Omit every picture, then give all the entries again exactly.

__________

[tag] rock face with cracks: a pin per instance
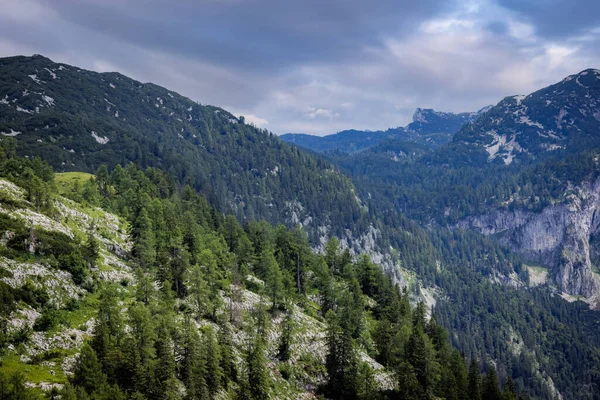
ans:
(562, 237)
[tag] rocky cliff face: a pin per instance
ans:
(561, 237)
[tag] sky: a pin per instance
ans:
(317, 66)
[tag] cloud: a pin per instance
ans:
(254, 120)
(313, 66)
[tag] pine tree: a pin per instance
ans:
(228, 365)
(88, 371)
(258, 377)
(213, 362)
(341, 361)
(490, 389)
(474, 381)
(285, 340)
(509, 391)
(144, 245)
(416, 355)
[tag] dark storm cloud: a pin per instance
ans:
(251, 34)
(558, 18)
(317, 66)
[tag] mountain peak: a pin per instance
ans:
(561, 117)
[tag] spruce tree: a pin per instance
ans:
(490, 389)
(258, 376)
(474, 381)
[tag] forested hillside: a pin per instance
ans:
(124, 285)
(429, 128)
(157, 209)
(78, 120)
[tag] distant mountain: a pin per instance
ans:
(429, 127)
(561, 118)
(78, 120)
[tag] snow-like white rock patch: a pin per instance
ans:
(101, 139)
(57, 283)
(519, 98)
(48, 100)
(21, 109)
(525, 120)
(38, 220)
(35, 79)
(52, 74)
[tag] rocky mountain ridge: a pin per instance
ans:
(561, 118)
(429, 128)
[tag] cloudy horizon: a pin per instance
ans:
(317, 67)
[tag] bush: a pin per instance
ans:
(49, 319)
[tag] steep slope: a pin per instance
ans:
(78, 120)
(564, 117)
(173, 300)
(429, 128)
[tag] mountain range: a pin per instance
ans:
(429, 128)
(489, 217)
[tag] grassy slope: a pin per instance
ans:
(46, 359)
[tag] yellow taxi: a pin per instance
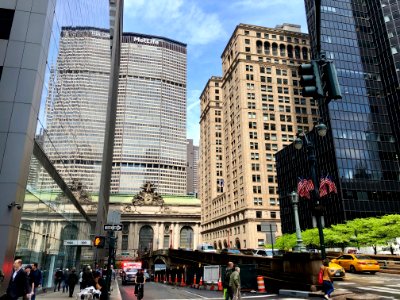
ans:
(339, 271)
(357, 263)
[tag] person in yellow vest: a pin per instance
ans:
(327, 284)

__________

▶ **Response**
[tag] rock face with cracks: a pin per instance
ans:
(562, 237)
[tag] rocky cliff face: a pin per instance
ans:
(561, 237)
[tag] sky: a pin per instance
ans:
(317, 66)
[tag] cloud: a pin per instance
ans:
(254, 120)
(313, 66)
[tag] pine tree: a pin per instance
ans:
(228, 365)
(88, 371)
(258, 377)
(213, 362)
(341, 361)
(490, 389)
(474, 381)
(285, 340)
(509, 391)
(144, 245)
(416, 355)
[tag] dark storm cloud: a pin per instance
ans:
(251, 34)
(558, 18)
(317, 66)
[tag] mountain peak: a pin per instance
ans:
(561, 117)
[tag] spruce tree: a pin per instance
ans:
(490, 389)
(258, 376)
(474, 381)
[tag] forested hillside: a pin per instance
ans:
(124, 285)
(429, 128)
(157, 209)
(78, 120)
[tag] distant mountain: a pin per instance
ans:
(429, 127)
(561, 118)
(78, 120)
[tag] snow-like white rock patch: a pin per instance
ans:
(101, 139)
(57, 283)
(519, 98)
(48, 100)
(21, 109)
(525, 120)
(38, 220)
(35, 79)
(52, 74)
[tag] rocky mountain ridge: a pin per instance
ans:
(561, 118)
(429, 128)
[tag] cloudy horizon: a pin per instance
ans:
(317, 67)
[tag] bush: a pin per instance
ans:
(49, 319)
[tag] steep slope: a pin per instance
ans:
(78, 120)
(564, 117)
(173, 300)
(429, 128)
[tag] mountain range: a pin per instance
ans:
(429, 128)
(489, 217)
[tag] grassy slope: a pin per instance
ans:
(46, 359)
[tag] yellow taxi: a pin per instance
ans:
(339, 271)
(357, 263)
[tag] person in yellow vest: a pin per instance
ans:
(327, 284)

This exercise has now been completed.